Start of DATASET EXCERPTS

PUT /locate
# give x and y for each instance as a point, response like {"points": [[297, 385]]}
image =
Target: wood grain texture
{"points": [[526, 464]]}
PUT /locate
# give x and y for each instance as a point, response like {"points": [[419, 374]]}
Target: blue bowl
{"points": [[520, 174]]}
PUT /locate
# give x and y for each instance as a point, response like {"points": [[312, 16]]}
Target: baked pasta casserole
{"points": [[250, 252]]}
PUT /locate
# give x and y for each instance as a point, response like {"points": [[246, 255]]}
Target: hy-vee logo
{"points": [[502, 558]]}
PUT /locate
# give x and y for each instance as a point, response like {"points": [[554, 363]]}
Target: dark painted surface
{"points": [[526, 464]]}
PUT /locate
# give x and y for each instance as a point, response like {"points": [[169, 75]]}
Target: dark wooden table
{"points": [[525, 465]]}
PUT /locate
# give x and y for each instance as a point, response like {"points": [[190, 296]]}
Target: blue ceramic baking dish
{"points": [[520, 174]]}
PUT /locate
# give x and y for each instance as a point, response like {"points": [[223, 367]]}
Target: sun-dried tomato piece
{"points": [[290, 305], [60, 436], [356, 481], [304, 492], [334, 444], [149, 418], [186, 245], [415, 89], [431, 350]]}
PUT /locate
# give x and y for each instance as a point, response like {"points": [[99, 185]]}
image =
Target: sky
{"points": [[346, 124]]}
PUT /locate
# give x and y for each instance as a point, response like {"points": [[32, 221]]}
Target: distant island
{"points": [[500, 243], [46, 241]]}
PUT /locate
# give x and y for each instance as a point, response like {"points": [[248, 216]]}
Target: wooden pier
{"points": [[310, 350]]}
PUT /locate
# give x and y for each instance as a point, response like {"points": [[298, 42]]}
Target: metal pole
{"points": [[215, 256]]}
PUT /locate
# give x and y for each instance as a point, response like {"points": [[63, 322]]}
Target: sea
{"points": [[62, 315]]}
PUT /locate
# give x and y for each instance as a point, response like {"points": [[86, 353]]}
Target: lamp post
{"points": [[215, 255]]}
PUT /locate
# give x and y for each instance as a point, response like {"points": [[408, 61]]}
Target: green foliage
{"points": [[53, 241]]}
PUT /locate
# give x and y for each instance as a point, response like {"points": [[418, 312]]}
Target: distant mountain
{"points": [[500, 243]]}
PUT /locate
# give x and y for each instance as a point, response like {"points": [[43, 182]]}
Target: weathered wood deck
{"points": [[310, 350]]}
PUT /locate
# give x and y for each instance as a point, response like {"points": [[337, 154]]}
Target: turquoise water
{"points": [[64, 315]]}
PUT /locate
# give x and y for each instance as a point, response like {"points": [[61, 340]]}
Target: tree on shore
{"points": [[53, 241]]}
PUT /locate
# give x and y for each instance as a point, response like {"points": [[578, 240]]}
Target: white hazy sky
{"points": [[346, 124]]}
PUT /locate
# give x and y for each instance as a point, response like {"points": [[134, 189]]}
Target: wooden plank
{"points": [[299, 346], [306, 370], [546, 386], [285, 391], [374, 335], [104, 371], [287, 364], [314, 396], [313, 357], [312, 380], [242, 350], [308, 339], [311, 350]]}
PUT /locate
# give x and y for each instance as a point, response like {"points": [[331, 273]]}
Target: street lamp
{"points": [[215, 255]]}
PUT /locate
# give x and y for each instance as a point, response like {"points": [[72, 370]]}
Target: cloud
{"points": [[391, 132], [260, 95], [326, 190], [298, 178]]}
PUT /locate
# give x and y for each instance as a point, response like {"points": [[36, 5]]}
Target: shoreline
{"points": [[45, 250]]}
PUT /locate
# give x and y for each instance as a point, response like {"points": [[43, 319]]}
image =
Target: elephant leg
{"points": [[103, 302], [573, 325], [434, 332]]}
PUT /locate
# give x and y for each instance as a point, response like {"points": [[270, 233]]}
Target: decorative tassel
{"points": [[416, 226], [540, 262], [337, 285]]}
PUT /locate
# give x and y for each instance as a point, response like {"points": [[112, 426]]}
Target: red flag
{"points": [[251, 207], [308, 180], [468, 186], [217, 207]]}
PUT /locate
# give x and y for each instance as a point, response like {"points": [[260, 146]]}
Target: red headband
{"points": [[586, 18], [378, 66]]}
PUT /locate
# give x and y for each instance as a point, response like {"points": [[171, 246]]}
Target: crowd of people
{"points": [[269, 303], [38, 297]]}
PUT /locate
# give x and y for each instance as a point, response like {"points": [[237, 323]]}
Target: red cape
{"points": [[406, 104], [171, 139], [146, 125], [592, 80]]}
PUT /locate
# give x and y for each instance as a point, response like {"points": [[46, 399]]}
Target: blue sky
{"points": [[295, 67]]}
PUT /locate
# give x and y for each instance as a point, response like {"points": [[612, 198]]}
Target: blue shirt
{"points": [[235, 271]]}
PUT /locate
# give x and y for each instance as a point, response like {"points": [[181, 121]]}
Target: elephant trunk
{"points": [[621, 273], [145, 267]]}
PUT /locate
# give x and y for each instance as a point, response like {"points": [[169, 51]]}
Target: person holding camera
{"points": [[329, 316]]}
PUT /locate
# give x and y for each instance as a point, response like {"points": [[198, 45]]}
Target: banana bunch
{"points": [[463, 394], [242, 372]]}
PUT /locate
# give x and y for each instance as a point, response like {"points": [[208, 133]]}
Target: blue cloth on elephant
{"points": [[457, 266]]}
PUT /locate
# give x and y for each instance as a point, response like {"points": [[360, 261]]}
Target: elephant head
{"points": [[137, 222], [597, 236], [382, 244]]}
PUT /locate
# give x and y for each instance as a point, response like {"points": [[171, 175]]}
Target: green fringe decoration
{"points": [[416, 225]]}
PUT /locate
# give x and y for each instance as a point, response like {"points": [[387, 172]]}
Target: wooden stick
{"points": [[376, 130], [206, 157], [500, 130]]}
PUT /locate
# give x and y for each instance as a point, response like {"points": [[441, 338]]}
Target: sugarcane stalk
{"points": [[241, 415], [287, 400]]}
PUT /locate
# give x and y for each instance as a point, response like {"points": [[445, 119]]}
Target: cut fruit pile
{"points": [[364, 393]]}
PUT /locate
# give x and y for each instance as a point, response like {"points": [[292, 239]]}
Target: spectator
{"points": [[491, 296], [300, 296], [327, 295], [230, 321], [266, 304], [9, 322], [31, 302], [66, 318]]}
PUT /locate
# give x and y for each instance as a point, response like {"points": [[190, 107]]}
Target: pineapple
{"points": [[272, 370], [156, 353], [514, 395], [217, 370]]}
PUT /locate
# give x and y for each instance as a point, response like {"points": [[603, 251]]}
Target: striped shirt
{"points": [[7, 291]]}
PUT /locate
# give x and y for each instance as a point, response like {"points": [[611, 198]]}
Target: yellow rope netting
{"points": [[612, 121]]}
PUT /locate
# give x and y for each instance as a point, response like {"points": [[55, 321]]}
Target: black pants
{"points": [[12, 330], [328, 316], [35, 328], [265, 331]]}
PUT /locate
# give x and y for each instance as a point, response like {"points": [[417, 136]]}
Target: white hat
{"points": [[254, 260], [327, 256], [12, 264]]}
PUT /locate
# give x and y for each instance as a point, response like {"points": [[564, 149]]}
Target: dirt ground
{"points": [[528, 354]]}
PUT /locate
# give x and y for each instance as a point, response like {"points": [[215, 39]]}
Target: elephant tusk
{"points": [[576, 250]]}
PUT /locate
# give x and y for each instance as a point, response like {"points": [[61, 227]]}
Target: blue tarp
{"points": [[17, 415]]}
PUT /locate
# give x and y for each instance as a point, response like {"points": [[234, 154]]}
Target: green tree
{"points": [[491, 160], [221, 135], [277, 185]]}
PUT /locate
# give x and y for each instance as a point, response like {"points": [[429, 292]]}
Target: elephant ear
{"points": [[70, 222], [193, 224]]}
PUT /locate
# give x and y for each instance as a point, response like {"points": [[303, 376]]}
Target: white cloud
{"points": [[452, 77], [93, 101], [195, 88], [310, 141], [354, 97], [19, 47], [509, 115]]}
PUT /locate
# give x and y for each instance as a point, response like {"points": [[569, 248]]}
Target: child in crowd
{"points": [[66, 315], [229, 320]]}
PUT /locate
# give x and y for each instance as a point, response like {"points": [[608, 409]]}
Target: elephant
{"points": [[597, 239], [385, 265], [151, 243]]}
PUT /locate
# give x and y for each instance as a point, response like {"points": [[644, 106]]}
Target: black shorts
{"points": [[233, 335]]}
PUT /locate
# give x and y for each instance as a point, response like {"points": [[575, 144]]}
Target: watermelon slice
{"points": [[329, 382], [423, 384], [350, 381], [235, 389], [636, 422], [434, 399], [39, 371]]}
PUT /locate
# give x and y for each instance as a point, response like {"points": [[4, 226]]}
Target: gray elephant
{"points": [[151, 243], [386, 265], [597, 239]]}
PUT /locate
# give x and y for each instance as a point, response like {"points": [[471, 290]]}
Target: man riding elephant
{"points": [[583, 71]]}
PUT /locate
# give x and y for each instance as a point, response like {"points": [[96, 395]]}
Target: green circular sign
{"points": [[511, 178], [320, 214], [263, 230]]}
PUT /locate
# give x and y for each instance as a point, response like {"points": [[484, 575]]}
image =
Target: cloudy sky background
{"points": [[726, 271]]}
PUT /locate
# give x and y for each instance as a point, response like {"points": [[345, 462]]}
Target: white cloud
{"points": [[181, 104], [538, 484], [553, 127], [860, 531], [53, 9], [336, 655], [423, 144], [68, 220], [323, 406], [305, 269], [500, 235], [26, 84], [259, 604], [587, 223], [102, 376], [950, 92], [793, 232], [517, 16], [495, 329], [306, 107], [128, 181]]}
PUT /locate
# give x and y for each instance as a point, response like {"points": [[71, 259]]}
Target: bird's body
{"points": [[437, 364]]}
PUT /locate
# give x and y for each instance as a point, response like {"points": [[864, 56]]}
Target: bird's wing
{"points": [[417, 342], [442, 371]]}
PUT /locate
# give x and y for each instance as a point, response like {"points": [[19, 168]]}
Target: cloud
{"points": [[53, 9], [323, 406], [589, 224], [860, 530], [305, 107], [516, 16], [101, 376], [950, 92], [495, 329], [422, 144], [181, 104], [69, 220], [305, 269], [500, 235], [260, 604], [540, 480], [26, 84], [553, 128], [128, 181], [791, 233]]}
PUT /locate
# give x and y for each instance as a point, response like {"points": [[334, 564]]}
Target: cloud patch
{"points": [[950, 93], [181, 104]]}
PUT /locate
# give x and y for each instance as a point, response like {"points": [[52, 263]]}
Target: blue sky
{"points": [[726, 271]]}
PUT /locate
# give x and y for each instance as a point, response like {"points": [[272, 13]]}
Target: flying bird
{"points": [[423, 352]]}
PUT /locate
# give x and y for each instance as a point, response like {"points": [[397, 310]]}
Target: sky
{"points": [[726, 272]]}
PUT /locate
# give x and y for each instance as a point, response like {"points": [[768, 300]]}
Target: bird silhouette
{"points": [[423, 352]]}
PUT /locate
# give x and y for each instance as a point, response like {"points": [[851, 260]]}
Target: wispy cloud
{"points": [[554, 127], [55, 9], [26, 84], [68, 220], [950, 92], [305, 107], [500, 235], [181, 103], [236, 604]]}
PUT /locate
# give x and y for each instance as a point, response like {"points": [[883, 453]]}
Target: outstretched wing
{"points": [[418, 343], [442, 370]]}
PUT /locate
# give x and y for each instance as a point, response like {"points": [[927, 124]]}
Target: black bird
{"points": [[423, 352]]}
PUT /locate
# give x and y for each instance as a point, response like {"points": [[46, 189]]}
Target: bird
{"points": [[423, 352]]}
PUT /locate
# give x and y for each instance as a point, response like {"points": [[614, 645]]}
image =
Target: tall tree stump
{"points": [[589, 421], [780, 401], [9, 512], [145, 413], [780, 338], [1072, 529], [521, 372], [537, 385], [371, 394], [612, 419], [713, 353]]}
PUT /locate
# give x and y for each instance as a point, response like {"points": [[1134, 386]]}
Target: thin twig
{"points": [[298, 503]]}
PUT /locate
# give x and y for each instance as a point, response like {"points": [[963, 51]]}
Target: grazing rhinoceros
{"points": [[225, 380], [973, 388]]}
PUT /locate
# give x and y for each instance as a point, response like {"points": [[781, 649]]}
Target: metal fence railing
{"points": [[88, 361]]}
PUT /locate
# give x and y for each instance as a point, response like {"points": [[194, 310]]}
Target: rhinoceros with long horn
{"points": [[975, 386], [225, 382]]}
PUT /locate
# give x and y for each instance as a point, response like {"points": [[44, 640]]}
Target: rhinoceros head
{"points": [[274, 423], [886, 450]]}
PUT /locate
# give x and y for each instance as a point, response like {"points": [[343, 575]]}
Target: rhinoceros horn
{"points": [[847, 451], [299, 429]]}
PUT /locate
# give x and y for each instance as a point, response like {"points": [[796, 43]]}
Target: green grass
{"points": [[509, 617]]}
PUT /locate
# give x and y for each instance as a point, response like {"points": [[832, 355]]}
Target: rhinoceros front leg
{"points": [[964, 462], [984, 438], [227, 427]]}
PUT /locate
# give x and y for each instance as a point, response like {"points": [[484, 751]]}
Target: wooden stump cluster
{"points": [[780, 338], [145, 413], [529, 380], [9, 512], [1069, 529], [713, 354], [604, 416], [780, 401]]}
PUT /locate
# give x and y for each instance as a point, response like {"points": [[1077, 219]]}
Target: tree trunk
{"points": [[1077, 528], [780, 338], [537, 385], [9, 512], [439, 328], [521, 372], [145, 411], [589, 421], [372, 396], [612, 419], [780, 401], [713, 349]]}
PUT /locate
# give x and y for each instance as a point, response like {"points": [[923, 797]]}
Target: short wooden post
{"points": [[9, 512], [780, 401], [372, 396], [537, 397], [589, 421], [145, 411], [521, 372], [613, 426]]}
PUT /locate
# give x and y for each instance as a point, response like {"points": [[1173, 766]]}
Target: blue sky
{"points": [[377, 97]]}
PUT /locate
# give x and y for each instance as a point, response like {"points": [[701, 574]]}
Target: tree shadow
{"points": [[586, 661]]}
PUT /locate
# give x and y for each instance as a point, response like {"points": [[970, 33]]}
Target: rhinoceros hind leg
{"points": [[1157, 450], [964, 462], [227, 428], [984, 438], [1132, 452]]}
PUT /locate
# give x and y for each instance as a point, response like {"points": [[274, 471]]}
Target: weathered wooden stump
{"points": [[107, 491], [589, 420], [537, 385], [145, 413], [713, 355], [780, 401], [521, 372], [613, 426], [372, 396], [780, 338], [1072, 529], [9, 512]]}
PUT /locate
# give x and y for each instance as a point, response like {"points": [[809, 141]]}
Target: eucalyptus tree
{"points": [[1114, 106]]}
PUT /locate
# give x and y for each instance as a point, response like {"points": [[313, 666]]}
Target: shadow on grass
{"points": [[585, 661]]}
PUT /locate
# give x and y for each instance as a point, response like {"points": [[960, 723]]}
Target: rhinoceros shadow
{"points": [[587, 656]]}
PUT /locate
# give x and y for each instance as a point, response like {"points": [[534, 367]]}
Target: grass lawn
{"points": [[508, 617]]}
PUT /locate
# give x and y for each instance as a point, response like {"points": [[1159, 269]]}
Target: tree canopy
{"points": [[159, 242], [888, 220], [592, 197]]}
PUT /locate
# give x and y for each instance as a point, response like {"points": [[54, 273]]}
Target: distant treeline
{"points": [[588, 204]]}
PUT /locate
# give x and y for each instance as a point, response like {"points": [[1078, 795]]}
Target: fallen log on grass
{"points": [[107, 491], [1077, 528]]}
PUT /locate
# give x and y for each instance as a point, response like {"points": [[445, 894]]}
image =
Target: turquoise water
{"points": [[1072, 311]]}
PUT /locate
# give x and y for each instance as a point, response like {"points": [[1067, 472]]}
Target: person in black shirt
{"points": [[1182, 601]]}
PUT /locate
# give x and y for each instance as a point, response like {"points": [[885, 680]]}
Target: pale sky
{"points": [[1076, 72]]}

End of DATASET EXCERPTS

◆ STATED GOAL
Please work out how many lines in the rows above contain the string "metal", with case counting, and give only that number.

◆ EXPECTED ANSWER
2